Duta Besar RI untuk Singapura, Suryopratomo berpendapat untuk menjadi pemimpin suatu negara itu bukan hal yang mudah. 

Tantangannya, ujar Suryopratomo, adalah mengendalikan ego dirinya sendiri. Jadi, tambahnya, pemimpin harus sudah selesai dengan dirinya sendiri. 

Pengamat Politik, Fachry Ali menilai yang disampaikan Mahathir dalam kuliah umum itu tidak ada yang baru. 

Kehebatan Mahathir adalah dia tokoh dari Asia Tenggara yang tidak hanya mampu memperbaiki  Malaysia, tetapi juga mempengaruhi pandangan dunia terhadap Malaysia secara keseluruhan. 

Selain itu, jelas Fachry, Mahathir unggul lewat sejumlah aksi kepemimpinannya. Seperti pada awal kepemimpinannya, Mahathir mengedepankan sikap Look East atau lebih condong ke budaya Timur daripada budaya Barat. 

Mahathir, ujarnya, ingin menegaskan bahwa Malaysia merupakan bagian dari budaya Timur dan bukan pembebek dari negara Barat. 

Langkah itu, tegas Fachry, merupakan langkah yang strategis dalam proses pembangunan ekonomi, politik dan sosial budaya, bukan semata  berkiblat ke Barat. 

Hal itu, ujarnya, membuat kehadiran Mahathir di Rakernas Partai NasDem sangat penting sebagai alternatif pandangan.

________________________________________

◆ SOAL TUGAS 1 ◆
Sunting bagian entri yang dimulai dari baris berisi "Q: For the fallen" sampai akhir entri dengan mengganti "fallen log" menjadi "fallen tree" tanpa mengubah hal lain. Tuliskan hanya bagian entri tersebut.

Cuplikan data penunjukan
________________________________________

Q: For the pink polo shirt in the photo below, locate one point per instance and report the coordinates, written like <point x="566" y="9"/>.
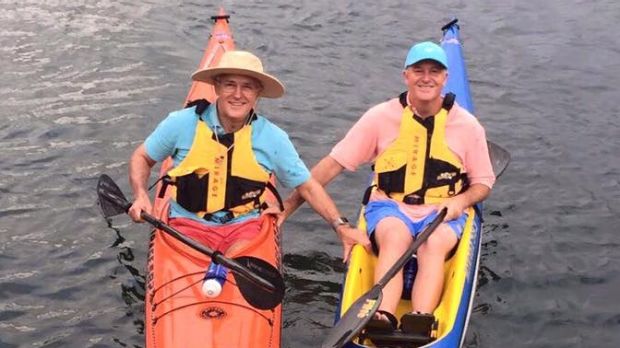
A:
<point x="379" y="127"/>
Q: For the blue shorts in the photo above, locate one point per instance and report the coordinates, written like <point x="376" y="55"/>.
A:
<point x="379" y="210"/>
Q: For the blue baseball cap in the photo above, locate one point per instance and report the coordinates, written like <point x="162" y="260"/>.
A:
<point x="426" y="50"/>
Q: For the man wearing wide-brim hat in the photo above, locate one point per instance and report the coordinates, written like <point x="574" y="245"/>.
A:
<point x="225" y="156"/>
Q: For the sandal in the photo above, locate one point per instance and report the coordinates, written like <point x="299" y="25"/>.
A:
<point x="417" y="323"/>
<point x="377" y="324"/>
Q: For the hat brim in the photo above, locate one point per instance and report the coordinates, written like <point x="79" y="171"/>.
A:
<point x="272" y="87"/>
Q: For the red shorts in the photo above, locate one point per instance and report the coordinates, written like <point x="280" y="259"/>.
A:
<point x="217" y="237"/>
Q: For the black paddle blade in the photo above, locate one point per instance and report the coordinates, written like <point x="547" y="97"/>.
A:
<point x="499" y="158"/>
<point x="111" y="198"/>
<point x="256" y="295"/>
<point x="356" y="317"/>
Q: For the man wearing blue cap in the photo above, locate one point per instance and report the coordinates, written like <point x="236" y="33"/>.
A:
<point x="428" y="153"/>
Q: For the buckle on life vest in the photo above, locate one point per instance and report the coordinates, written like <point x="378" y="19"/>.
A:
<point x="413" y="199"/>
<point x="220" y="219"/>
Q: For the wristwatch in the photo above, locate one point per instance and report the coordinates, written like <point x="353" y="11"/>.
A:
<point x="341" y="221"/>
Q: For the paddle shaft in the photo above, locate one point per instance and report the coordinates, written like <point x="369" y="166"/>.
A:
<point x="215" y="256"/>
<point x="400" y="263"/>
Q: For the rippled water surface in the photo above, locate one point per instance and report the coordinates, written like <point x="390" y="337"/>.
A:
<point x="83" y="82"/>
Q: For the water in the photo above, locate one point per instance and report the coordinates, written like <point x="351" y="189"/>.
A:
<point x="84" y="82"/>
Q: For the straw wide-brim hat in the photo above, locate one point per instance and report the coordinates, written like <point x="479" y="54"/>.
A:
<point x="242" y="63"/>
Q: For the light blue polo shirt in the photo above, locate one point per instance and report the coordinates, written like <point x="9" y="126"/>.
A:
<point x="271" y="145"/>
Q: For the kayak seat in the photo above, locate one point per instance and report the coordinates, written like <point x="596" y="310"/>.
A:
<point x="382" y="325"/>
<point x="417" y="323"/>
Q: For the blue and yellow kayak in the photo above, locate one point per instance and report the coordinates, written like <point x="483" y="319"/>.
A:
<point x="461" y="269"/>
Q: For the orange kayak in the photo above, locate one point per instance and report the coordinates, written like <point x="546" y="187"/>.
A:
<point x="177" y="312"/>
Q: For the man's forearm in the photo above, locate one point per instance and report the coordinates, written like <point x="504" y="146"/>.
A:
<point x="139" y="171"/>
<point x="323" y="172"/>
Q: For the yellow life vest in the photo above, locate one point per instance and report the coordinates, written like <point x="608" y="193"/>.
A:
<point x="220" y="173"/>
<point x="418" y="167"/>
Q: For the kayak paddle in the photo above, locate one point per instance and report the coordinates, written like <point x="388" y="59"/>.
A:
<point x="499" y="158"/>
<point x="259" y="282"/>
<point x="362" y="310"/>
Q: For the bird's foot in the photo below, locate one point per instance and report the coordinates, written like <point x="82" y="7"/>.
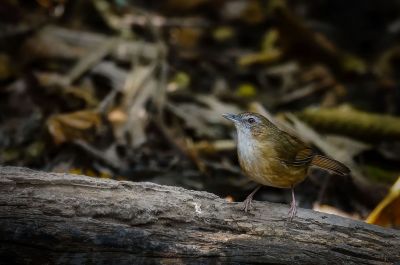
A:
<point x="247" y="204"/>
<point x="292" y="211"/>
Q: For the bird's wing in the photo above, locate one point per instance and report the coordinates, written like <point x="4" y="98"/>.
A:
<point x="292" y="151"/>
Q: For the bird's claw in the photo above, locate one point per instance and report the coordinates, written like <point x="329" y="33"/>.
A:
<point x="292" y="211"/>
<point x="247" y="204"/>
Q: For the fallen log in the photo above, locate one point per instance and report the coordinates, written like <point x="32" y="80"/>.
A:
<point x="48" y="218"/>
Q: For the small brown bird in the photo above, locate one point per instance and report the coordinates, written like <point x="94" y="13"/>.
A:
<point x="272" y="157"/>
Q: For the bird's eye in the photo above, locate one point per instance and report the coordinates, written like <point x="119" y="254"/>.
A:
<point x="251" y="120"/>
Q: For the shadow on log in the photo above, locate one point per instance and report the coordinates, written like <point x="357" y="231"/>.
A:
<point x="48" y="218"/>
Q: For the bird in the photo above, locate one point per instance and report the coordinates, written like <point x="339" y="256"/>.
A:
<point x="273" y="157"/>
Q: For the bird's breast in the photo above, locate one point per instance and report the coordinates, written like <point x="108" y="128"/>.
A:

________________________________________

◆ SOAL TUGAS 2 ◆
Kembalikan seluruh teks bacaan tentang kepemimpinan Mahathir tanpa perubahan apa pun.

◆ JAWABAN LENGKAP 1 ◆
Q: For the fallen tree in the photo above, locate one point per instance and report the coordinates, written like <point x="32" y="80"/>.
A:
<point x="48" y="218"/>
Q: For the small brown bird in the photo above, locate one point per instance and report the coordinates, written like <point x="94" y="13"/>.
A:
<point x="272" y="157"/>
Q: For the bird's eye in the photo above, locate one point per instance and report the coordinates, written like <point x="119" y="254"/>.
A:
<point x="251" y="120"/>
Q: For the shadow on log in the photo above, locate one point per instance and report the coordinates, written like <point x="357" y="231"/>.
A:
<point x="48" y="218"/>
Q: For the bird in the photo above, locate one point per instance and report the coordinates, written like <point x="339" y="256"/>.
A:
<point x="273" y="157"/>
Q: For the bird's breast in the photo above, locate one point per instance and report the coordinates, written like <point x="108" y="128"/>.
A:

◆ JAWABAN LENGKAP 2 ◆
Duta Besar RI untuk Singapura, Suryopratomo berpendapat untuk menjadi pemimpin suatu negara itu bukan hal yang mudah. 

Tantangannya, ujar Suryopratomo, adalah mengendalikan ego dirinya sendiri. Jadi, tambahnya, pemimpin harus sudah selesai dengan dirinya sendiri. 

Pengamat Politik, Fachry Ali menilai yang disampaikan Mahathir dalam kuliah umum itu tidak ada yang baru. 

Kehebatan Mahathir adalah dia tokoh dari Asia Tenggara yang tidak hanya mampu memperbaiki  Malaysia, tetapi juga mempengaruhi pandangan dunia terhadap Malaysia secara keseluruhan. 

Selain itu, jelas Fachry, Mahathir unggul lewat sejumlah aksi kepemimpinannya. Seperti pada awal kepemimpinannya, Mahathir mengedepankan sikap Look East atau lebih condong ke budaya Timur daripada budaya Barat. 

Mahathir, ujarnya, ingin menegaskan bahwa Malaysia merupakan bagian dari budaya Timur dan bukan pembebek dari negara Barat. 

Langkah itu, tegas Fachry, merupakan langkah yang strategis dalam proses pembangunan ekonomi, politik dan sosial budaya, bukan semata  berkiblat ke Barat. 

Hal itu, ujarnya, membuat kehadiran Mahathir di Rakernas Partai NasDem sangat penting sebagai alternatif pandangan.